* **What the task asks**
Copy only this range: the line with "Pest-scouting request: point out the panda mascot head" through the final line of the material, inclusive at both ends.

* **Stored rows**
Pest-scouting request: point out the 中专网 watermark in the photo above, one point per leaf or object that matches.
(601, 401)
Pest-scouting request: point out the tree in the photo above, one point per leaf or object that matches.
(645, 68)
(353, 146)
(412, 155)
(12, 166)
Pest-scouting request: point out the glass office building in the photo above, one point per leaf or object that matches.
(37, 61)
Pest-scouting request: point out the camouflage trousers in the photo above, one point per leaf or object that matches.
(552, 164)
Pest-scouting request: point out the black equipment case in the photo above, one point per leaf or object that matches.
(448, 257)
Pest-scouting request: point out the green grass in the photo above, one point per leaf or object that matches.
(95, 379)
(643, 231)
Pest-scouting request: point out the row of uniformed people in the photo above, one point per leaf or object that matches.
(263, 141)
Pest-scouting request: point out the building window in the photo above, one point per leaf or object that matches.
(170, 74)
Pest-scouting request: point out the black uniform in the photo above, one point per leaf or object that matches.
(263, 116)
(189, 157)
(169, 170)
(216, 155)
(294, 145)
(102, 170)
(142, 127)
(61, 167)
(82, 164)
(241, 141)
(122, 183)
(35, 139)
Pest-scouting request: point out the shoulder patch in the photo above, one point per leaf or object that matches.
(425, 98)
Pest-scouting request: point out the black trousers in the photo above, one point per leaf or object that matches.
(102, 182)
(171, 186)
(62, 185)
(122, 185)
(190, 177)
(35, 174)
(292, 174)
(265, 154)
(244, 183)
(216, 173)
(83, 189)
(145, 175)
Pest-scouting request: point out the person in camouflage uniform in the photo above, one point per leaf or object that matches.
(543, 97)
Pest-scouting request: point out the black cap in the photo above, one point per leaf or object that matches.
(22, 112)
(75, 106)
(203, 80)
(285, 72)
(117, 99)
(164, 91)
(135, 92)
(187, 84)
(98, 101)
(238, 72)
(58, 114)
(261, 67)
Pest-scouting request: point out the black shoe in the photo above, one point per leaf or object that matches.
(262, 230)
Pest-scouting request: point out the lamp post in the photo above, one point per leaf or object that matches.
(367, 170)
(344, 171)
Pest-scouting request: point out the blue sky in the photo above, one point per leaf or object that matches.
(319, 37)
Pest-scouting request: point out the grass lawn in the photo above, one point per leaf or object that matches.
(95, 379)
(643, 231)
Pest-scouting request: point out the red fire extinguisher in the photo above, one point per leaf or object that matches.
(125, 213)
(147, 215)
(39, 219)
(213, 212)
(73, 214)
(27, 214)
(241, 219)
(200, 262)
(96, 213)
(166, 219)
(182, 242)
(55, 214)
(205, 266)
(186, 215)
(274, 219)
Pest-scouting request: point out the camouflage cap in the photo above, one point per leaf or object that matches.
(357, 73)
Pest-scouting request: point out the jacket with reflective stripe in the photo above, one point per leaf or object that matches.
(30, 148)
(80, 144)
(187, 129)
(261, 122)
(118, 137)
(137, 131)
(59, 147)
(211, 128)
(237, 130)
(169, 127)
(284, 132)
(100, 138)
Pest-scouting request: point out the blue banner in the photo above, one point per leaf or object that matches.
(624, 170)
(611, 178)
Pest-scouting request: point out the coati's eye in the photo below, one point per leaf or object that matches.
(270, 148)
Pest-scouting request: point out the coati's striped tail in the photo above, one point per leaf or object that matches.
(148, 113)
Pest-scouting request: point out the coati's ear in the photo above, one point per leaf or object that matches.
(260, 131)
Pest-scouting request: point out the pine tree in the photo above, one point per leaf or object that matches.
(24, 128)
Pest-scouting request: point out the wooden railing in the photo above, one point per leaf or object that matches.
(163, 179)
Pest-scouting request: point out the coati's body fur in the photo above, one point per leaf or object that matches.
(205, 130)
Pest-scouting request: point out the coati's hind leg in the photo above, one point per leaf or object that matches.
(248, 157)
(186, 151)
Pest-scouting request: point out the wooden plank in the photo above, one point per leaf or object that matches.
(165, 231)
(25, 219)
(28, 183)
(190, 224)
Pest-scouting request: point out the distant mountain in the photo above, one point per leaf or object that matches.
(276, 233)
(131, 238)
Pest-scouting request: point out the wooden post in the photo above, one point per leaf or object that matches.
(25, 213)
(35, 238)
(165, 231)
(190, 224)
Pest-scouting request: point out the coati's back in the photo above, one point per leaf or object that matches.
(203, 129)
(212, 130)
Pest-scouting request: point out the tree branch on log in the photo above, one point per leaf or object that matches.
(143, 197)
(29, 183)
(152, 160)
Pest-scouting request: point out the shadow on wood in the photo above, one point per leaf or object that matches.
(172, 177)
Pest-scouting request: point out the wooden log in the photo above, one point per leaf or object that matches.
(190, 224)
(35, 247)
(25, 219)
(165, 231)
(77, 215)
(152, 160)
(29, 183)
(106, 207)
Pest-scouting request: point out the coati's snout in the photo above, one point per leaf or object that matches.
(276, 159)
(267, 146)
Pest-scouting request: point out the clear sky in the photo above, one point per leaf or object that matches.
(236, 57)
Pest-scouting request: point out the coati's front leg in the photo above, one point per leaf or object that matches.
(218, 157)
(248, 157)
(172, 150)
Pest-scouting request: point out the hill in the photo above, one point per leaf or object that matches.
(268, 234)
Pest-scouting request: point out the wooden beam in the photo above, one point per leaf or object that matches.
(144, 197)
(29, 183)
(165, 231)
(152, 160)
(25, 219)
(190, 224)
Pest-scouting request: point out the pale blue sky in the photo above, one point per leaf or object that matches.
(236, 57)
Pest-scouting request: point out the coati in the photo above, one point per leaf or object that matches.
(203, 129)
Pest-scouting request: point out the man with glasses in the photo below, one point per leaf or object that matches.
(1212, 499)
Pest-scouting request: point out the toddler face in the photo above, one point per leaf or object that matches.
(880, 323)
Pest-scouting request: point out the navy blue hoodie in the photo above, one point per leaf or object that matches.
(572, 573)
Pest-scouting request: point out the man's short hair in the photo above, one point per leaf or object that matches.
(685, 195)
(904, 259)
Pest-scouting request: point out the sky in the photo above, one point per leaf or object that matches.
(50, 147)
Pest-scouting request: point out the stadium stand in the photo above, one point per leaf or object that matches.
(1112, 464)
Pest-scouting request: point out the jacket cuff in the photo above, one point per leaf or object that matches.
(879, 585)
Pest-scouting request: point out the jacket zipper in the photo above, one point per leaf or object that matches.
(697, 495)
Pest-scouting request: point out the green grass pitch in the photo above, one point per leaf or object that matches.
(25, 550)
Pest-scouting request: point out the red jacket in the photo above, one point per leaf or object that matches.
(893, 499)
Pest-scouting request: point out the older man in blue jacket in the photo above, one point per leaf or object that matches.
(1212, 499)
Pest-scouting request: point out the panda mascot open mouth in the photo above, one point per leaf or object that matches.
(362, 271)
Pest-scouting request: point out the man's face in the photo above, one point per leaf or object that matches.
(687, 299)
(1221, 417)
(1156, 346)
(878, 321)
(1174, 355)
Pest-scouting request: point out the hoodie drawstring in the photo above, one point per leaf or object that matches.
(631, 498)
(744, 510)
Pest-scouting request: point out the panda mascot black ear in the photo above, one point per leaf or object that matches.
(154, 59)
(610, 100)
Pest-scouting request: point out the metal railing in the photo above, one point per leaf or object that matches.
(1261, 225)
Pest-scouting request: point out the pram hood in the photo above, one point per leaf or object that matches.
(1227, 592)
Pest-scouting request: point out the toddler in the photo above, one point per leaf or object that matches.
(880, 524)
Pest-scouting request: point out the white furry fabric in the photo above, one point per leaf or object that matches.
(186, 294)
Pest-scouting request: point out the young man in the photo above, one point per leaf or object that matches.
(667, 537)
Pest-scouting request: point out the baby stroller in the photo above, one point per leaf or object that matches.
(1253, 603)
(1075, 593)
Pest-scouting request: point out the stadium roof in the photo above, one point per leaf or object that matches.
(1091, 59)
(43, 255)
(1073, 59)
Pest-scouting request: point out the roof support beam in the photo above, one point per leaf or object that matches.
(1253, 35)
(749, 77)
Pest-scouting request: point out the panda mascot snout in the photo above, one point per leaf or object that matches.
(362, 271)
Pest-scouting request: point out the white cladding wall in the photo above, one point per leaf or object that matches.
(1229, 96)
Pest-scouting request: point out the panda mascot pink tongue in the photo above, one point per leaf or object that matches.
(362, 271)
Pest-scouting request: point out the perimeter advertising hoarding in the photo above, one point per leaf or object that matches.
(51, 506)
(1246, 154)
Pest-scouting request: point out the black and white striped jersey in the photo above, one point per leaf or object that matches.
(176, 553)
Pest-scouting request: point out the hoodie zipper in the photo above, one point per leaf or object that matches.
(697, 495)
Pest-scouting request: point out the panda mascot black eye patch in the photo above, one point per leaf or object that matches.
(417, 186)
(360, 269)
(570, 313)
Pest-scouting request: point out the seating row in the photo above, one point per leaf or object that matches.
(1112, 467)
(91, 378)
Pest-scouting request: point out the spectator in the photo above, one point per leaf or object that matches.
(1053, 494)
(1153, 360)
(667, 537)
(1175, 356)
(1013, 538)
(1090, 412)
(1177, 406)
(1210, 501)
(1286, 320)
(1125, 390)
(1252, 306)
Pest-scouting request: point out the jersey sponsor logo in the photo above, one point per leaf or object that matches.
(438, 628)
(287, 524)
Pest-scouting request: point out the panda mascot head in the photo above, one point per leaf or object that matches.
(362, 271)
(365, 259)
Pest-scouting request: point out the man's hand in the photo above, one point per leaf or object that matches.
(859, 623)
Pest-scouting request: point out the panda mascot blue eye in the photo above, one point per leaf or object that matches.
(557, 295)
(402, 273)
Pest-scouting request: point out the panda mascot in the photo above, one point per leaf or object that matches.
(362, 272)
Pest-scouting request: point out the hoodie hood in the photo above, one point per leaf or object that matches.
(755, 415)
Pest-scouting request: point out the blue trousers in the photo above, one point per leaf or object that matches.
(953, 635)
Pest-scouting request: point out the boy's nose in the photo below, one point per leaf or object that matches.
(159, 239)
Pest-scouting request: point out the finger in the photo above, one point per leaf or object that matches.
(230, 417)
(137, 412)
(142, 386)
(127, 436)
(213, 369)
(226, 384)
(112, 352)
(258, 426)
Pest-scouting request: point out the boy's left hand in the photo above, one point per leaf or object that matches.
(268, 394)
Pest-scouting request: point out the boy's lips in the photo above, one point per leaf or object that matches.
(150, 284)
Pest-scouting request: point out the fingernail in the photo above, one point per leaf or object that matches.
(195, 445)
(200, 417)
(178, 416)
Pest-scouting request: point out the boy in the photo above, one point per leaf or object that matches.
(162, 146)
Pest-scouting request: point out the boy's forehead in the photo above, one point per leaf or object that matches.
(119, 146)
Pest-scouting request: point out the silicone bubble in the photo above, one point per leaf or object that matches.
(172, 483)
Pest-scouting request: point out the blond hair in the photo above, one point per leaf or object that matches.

* **Exercise output**
Pest-scouting request: point out the panda mascot head in the photo above, one point per leaf or object that matches.
(362, 271)
(365, 259)
Pest-scouting request: point out the man's hand in the photo above, one point per leaf or object that matches.
(859, 623)
Pest-scouting request: point out the panda mascot blue eye in the photo above, one point per leaf or object that matches.
(557, 295)
(402, 273)
Pest-scouting request: point out the panda mascot in the photo above, one point per leaf or object that matches.
(362, 272)
Pest-scouting request: point out the hoodie hood in the photo above, one point per leaf or object that matches.
(755, 415)
Pest-scouting request: point out the blue trousers in the photo above, one point per leaf or object that matches.
(953, 635)
Pest-scouting request: point out the boy's nose in the photo below, one point per leaf or object that matches.
(159, 239)
Pest-scouting request: point out the finger in the photo above, one point per leaf or object that matches.
(230, 417)
(137, 412)
(142, 386)
(127, 436)
(213, 369)
(226, 384)
(112, 352)
(258, 426)
Pest-scouting request: point out the boy's left hand in the photo above, one point per leaf or object that matches.
(268, 394)
Pest-scouting request: point out the boy's lips in the photo above, one point per leaf or object that matches.
(150, 284)
Pest-scouting request: point out the fingernail in the photo above, one point per leaf or object that matches.
(195, 445)
(200, 417)
(178, 416)
Pest-scouting request: point out the boy in the photo above, one point per leaf or object that matches.
(162, 146)
Pest-scouting request: point out the boy's forehead in the photo above, one point per leaf or object that matches.
(119, 146)
Pest-scouting request: point out the silicone bubble in the photo above, one point per leaf or object that matches.
(172, 483)
Pest-scouting request: point out the blond hair in the photo above, one point per leaf or object that matches.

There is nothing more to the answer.